TASK TO CARRY OUT: Extract all data as written.

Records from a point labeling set
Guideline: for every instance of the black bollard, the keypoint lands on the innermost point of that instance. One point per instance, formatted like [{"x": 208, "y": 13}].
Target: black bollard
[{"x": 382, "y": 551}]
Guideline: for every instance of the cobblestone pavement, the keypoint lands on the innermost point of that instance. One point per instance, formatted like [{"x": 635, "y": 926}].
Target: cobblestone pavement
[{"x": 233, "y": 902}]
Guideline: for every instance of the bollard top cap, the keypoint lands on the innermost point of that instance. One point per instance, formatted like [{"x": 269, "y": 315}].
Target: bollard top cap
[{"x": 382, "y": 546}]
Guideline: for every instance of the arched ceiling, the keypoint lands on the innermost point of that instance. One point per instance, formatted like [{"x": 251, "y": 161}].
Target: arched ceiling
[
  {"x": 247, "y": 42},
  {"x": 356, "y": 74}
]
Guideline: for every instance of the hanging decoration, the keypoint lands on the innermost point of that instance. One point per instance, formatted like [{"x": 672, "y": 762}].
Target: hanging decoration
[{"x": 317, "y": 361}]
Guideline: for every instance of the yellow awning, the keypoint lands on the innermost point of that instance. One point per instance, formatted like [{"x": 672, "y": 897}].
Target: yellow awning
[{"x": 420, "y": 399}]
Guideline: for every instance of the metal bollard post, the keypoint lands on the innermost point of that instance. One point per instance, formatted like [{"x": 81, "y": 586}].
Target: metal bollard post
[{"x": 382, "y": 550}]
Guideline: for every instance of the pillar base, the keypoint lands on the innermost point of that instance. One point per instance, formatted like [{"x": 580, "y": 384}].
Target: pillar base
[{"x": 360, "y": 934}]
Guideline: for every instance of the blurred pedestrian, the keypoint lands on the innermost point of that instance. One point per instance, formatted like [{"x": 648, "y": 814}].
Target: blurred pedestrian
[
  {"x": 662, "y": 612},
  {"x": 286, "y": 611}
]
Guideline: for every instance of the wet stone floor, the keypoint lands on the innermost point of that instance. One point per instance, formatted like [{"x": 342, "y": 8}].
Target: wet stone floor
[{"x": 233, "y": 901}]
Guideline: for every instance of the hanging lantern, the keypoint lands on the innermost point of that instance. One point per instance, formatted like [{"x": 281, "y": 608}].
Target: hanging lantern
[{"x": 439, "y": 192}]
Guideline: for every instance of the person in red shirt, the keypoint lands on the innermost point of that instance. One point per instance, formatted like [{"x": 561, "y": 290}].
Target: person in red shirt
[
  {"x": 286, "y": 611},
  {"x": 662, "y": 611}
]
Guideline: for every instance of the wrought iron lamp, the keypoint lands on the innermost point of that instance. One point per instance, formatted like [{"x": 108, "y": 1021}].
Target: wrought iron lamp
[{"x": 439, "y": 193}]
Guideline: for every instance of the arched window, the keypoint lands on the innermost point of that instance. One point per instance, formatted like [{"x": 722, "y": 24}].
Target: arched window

RESULT OF THE TASK:
Guideline: for every instance of the black bollard, the keypoint lands on the innermost point of that instance. One point per instance, formatted like [{"x": 208, "y": 13}].
Target: black bollard
[{"x": 382, "y": 551}]
Guideline: for every instance of the cobblestone pavement, the keypoint lands on the innermost point of that instance. One point per instance, formatted like [{"x": 635, "y": 926}].
Target: cobblestone pavement
[{"x": 233, "y": 902}]
Guideline: for every instance of the bollard top cap, the keypoint lands on the innermost point of that instance. One point per instance, formatted like [{"x": 269, "y": 315}].
Target: bollard top cap
[{"x": 382, "y": 546}]
Guideline: for every instance of the arched ceiling, the keypoint lands on the innermost point of that instance. One point per instance, formatted like [{"x": 251, "y": 161}].
Target: arched ceiling
[
  {"x": 247, "y": 42},
  {"x": 356, "y": 74}
]
Guideline: for every instance of the hanging decoration, the keypoint lands on the innermost point of that instance. One point per instance, formatted like [{"x": 672, "y": 762}].
Target: hanging decoration
[{"x": 317, "y": 361}]
Guideline: for every instance of the yellow awning, the keypoint lands on the innermost point of that instance. One point per instance, formatted like [{"x": 672, "y": 897}].
Target: yellow awning
[{"x": 420, "y": 399}]
Guideline: for every instance of the metal bollard post, the keypoint lands on the innermost point of that instance. One point per instance, formatted like [{"x": 81, "y": 586}].
Target: metal bollard post
[{"x": 382, "y": 550}]
Guideline: for every instance of the pillar base, the keypoint lands on the innermost point of that instance. One point per instance, formatted like [{"x": 580, "y": 384}].
Target: pillar base
[{"x": 360, "y": 934}]
Guideline: for every instance of the blurred pedestrian, the keypoint lands on the innermost point of that instance. One point per instance, formatted like [{"x": 648, "y": 814}].
Target: blurred pedestrian
[
  {"x": 662, "y": 612},
  {"x": 286, "y": 611}
]
Guideline: for every instance of the wet stone floor, the keypoint lands on the innermost point of that instance. One point per instance, formatted like [{"x": 342, "y": 8}].
Target: wet stone floor
[{"x": 233, "y": 901}]
Guideline: for every instance of the hanging lantern, the keypoint lands on the innermost point of that instance. One point per instance, formatted like [{"x": 281, "y": 608}].
Target: hanging lantern
[{"x": 439, "y": 192}]
Guideline: for every instance of the person in red shirt, the keypoint lands on the innermost point of that instance. One point per instance, formatted like [{"x": 561, "y": 290}].
Target: person in red shirt
[
  {"x": 286, "y": 611},
  {"x": 662, "y": 611}
]
Guideline: for every instance of the wrought iron lamp, the keypoint lands on the innermost point of that instance. One point per instance, formatted like [{"x": 108, "y": 1021}].
Target: wrought iron lamp
[{"x": 439, "y": 193}]
Guideline: for every instance of the arched window, the keypoint lands on the innermost point of that instance. One point per instance, formatted like [{"x": 722, "y": 24}].
Target: arched window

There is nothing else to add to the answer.